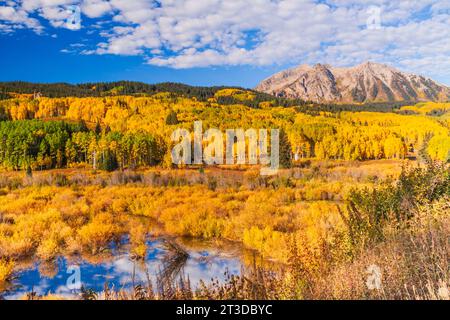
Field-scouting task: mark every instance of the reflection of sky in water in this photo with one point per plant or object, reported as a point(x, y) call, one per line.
point(118, 272)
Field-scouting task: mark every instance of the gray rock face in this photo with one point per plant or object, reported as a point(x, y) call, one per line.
point(368, 82)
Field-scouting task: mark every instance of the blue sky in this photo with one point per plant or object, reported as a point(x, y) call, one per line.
point(216, 42)
point(35, 58)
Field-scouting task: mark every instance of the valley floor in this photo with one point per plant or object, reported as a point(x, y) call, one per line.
point(299, 218)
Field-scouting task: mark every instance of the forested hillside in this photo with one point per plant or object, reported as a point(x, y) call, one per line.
point(120, 131)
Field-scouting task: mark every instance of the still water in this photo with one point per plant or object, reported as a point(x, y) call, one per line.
point(117, 268)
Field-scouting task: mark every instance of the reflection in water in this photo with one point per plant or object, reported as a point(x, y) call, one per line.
point(119, 271)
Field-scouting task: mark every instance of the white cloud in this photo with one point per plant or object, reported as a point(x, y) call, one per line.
point(194, 33)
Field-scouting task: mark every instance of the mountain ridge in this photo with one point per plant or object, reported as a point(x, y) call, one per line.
point(366, 82)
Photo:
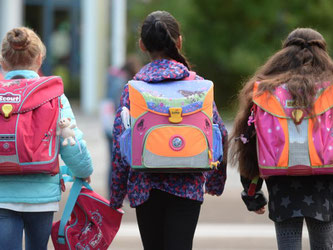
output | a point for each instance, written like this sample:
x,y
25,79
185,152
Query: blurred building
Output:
x,y
77,35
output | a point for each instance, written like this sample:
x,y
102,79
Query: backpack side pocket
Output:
x,y
126,145
217,143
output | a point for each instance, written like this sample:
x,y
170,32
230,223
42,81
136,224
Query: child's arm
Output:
x,y
76,157
258,200
215,180
120,169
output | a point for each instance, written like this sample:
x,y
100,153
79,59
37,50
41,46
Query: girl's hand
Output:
x,y
88,179
260,211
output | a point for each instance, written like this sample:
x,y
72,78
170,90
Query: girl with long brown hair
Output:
x,y
167,204
302,66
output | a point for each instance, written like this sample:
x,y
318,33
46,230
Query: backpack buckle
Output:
x,y
175,115
7,110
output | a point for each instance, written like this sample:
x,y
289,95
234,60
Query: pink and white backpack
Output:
x,y
29,111
289,142
87,222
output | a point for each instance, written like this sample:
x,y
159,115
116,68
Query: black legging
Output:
x,y
289,234
167,222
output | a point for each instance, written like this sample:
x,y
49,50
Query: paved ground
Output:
x,y
224,221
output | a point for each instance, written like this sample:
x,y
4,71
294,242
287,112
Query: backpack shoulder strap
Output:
x,y
191,76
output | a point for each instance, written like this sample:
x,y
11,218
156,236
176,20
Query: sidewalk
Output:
x,y
224,222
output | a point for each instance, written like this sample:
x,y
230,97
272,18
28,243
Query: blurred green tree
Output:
x,y
227,41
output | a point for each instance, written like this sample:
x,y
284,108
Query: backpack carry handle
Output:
x,y
73,195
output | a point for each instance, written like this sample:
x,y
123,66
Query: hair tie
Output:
x,y
20,46
305,45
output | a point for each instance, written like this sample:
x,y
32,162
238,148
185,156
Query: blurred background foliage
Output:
x,y
226,41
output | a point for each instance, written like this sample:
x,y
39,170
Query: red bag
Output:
x,y
29,112
92,225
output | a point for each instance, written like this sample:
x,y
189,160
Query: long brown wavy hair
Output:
x,y
302,63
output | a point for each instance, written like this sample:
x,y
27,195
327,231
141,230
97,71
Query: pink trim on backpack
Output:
x,y
28,140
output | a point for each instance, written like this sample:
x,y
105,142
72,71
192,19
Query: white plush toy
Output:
x,y
66,131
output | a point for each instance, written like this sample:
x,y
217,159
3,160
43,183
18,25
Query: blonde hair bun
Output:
x,y
18,39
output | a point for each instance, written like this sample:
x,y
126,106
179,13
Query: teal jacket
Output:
x,y
42,188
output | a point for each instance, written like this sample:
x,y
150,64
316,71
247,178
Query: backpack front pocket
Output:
x,y
175,146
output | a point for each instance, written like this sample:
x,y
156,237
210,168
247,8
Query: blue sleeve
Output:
x,y
76,157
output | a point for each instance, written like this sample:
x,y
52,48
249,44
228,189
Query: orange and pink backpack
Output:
x,y
29,112
170,127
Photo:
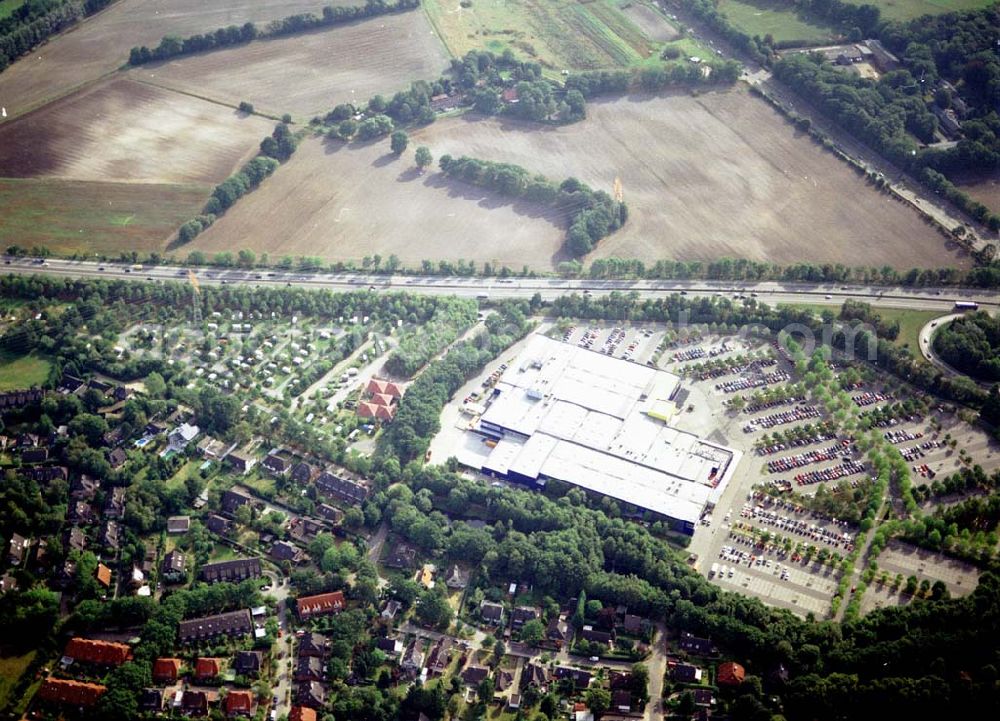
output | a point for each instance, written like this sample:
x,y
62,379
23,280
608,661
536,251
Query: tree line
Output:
x,y
173,46
593,214
274,149
35,21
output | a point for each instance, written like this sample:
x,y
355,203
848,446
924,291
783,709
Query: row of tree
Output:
x,y
593,214
172,46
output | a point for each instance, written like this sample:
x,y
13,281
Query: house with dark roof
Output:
x,y
308,668
97,653
302,472
282,551
70,693
218,525
239,703
234,571
314,644
311,694
320,605
491,613
166,670
248,663
234,623
233,499
351,491
174,567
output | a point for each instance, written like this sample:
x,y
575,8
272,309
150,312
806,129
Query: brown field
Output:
x,y
721,175
310,73
81,217
131,132
984,188
343,202
101,43
651,22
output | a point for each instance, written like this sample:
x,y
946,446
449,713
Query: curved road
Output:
x,y
548,288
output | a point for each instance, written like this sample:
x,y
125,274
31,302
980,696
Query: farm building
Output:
x,y
566,413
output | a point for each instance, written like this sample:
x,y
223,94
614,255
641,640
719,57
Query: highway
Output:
x,y
514,287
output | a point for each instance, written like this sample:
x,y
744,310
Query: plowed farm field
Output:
x,y
309,73
101,43
131,132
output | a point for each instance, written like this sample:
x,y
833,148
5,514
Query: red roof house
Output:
x,y
101,653
324,603
729,674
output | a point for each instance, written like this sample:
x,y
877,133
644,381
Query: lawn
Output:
x,y
88,217
19,372
559,34
761,17
11,670
909,9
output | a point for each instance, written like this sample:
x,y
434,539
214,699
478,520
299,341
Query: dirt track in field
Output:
x,y
127,131
308,74
343,202
719,175
101,43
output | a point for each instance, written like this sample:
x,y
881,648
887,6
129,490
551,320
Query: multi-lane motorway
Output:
x,y
515,287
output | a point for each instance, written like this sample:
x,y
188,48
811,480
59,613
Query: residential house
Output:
x,y
97,653
234,571
729,674
248,663
320,605
19,547
241,461
234,623
458,578
308,668
311,694
206,669
491,613
178,524
218,525
239,703
233,499
70,693
282,551
314,644
166,670
174,567
342,488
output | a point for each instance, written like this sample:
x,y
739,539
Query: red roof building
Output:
x,y
166,669
729,674
206,668
324,603
239,703
101,653
302,713
73,693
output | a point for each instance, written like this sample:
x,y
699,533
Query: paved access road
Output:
x,y
495,288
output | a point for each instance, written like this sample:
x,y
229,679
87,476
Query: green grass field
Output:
x,y
11,670
82,217
559,34
909,9
760,17
18,372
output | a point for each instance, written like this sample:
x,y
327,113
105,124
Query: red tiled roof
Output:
x,y
75,693
730,673
322,603
166,668
239,702
105,653
206,667
302,713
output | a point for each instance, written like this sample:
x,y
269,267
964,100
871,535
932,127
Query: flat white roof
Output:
x,y
581,417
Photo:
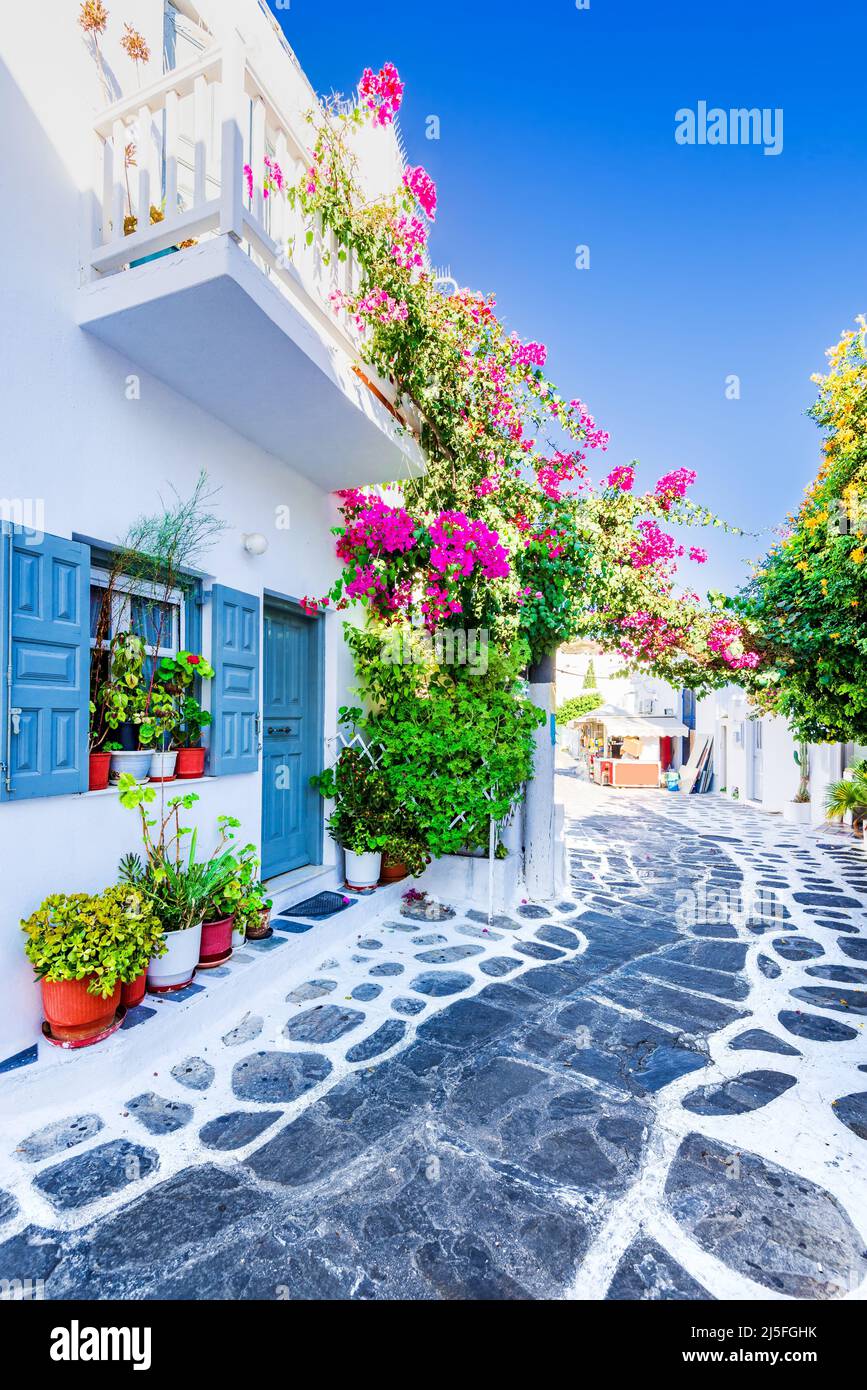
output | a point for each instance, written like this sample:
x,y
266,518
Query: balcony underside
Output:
x,y
211,325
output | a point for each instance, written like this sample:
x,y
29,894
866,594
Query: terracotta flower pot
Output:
x,y
363,870
216,941
191,762
134,993
392,870
99,772
263,926
74,1014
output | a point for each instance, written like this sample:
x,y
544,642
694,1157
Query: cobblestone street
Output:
x,y
653,1089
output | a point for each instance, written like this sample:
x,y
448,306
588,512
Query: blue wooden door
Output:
x,y
292,812
46,663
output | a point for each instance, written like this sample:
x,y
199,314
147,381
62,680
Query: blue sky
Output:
x,y
706,262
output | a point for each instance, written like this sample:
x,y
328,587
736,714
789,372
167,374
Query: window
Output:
x,y
141,608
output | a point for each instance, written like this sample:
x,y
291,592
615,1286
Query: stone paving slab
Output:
x,y
474,1123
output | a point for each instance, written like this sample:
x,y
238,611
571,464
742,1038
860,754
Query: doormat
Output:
x,y
324,905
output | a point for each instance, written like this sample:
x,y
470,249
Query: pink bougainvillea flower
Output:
x,y
381,93
527,355
673,485
423,189
621,478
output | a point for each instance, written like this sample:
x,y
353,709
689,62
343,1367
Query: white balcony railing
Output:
x,y
191,134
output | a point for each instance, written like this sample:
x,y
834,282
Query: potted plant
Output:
x,y
84,947
100,759
360,816
849,795
253,915
178,886
403,854
177,674
798,811
220,911
157,726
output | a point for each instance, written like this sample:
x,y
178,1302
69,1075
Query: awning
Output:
x,y
618,723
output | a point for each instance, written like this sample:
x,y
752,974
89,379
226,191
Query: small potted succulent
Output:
x,y
177,674
217,931
253,915
403,854
798,811
360,818
84,947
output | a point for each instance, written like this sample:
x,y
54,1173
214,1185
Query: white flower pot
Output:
x,y
136,763
178,966
363,870
163,766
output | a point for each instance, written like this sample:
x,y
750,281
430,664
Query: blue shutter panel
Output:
x,y
236,622
47,648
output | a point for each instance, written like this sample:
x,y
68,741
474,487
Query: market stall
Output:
x,y
624,749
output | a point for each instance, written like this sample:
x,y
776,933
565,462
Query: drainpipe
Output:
x,y
539,851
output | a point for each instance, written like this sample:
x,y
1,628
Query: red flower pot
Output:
x,y
74,1014
216,941
99,772
263,927
191,762
134,993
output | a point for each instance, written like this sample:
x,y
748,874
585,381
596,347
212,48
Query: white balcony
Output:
x,y
241,321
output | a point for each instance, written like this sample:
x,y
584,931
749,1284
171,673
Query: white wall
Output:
x,y
96,459
725,716
617,687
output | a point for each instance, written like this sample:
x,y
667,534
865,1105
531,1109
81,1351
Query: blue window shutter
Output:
x,y
46,665
235,641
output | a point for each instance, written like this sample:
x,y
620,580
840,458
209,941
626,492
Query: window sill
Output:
x,y
178,781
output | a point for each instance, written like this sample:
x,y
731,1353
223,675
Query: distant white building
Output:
x,y
753,758
634,692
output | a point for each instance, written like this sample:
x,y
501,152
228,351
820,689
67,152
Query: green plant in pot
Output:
x,y
99,754
239,866
86,950
405,854
360,816
177,676
179,887
849,795
253,912
156,730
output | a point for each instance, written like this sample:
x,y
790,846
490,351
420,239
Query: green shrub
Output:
x,y
110,936
455,744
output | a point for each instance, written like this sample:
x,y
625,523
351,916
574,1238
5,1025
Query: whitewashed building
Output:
x,y
120,380
635,692
753,758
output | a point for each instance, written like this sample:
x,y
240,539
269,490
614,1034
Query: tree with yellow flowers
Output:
x,y
807,601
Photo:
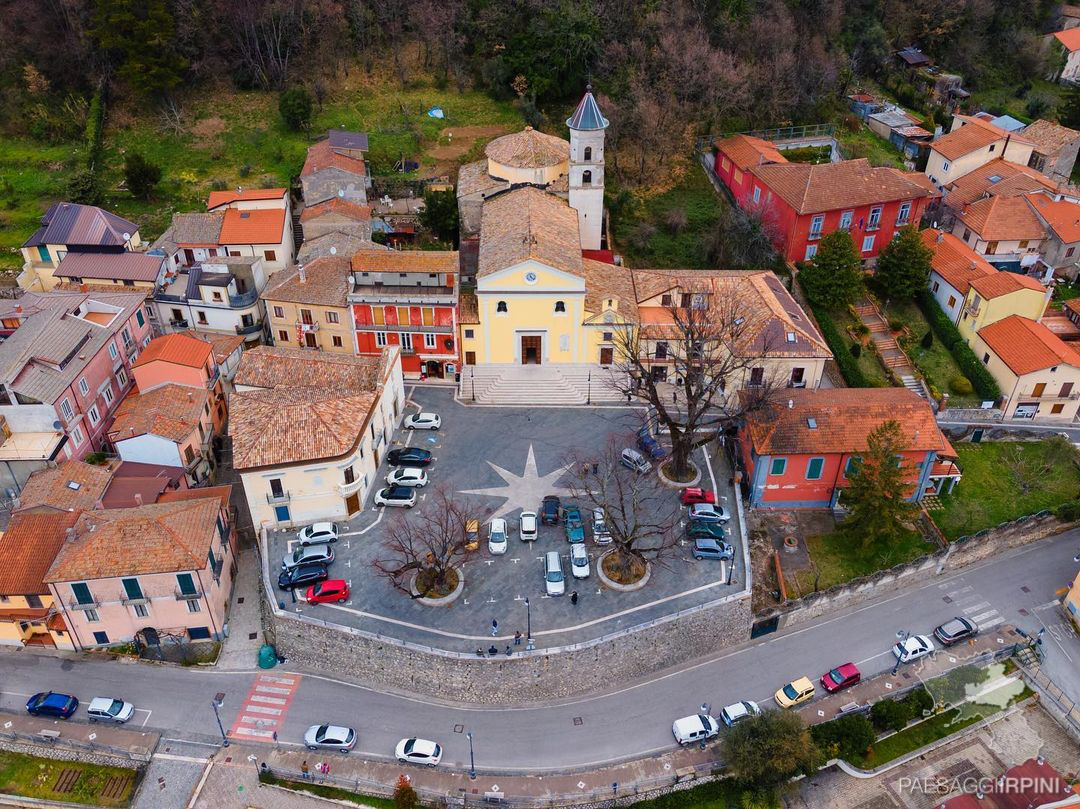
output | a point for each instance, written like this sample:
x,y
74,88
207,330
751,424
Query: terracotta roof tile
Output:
x,y
845,418
1026,346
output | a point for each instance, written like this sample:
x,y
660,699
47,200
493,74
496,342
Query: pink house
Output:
x,y
174,572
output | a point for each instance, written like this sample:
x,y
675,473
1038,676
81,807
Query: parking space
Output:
x,y
503,460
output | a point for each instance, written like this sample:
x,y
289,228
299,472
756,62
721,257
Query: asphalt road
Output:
x,y
630,722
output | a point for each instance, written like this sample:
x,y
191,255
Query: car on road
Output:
x,y
321,553
497,537
52,703
550,509
712,549
326,592
422,421
840,677
318,534
301,576
554,579
527,526
795,692
955,631
739,711
107,709
401,496
913,648
694,729
408,457
329,737
579,561
693,495
410,476
418,751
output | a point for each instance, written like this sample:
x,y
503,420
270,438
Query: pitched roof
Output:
x,y
224,198
28,547
1026,346
253,227
528,224
528,149
325,283
844,418
954,260
69,223
68,486
745,151
156,538
119,266
179,349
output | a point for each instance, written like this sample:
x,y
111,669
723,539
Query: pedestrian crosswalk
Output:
x,y
264,711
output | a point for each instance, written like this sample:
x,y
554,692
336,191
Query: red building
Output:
x,y
407,298
804,202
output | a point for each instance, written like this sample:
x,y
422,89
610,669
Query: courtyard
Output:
x,y
500,461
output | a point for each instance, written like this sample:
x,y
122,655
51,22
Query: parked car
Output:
x,y
318,534
550,509
329,737
321,553
840,677
579,561
527,526
410,476
400,496
422,421
408,457
107,709
554,581
52,703
497,537
418,751
693,495
297,577
955,631
795,692
694,729
704,548
325,592
913,648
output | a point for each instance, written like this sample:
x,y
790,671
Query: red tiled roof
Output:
x,y
1026,346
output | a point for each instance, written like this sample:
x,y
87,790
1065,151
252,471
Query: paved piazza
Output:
x,y
505,459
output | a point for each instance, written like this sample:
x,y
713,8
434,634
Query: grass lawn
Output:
x,y
36,778
838,558
994,489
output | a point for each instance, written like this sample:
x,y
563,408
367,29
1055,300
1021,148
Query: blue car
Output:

━━━━━━━━━━━━━━━━━━━━

Stated task: Take the lines beginning with the one that contains "Field-scouting task: mark every instance of the blue" and running through the one that contains "point(366, 82)", and change "Field-scouting task" to "Scouting task" in each. Give back only those lines, with nothing else altered.

Exercise result:
Scouting task: mark every instance of the blue sky in this photo with one point per plant or object, reported as a point(x, y) call, one per line.
point(216, 42)
point(35, 58)
Scouting task: mark every instance of the valley floor in this photo with one point per plant or object, reported as a point(x, y) call, one per line.
point(299, 218)
Scouting task: mark every instance of the forested hillside in this photo with one point per plant or object, reported as a point(x, y) call, one per line.
point(120, 131)
Scouting task: mark every instance of the still water in this photo with one point per plant or object, reported as a point(x, y) call, one per line.
point(117, 268)
Scouting task: mark every instance of the reflection in water in this photo with one point per plant or object, reported as a point(x, y) call, one per line.
point(119, 271)
Scouting task: mark every instance of the white cloud in this photo with one point per plant or object, reported as a point(x, y) call, one per line.
point(194, 33)
Scouting task: mark every instance of the mountain ridge in this photo with one point per plant or object, reported as a point(x, y) call, one per line.
point(366, 82)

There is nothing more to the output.